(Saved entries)
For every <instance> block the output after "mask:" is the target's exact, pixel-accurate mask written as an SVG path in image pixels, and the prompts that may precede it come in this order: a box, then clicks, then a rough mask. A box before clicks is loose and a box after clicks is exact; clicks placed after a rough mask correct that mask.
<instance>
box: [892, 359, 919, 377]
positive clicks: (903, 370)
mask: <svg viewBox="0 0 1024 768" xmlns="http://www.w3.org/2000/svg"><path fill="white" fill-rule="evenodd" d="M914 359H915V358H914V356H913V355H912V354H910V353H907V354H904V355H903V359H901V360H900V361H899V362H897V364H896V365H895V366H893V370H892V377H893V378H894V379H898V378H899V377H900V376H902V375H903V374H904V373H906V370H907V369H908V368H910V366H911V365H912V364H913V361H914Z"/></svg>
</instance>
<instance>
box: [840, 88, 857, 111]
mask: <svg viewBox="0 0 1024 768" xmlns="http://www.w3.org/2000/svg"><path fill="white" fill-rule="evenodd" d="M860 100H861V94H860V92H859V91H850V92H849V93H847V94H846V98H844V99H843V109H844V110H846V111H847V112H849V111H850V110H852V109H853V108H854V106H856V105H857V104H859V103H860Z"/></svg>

* _Try it_: Find the string "instance" in the data. Report each line it appears in.

* _Output of the task_:
For every <instance> block the output after "mask:" is the target's exact, pixel-accurate mask written as an SVG path in image pixels, and the prompts that may precede it come in this order: a box, then clicks, then a rough mask. A box before clicks is loose and a box after clicks is exact; clicks placed after a rough mask correct that mask.
<instance>
</instance>
<instance>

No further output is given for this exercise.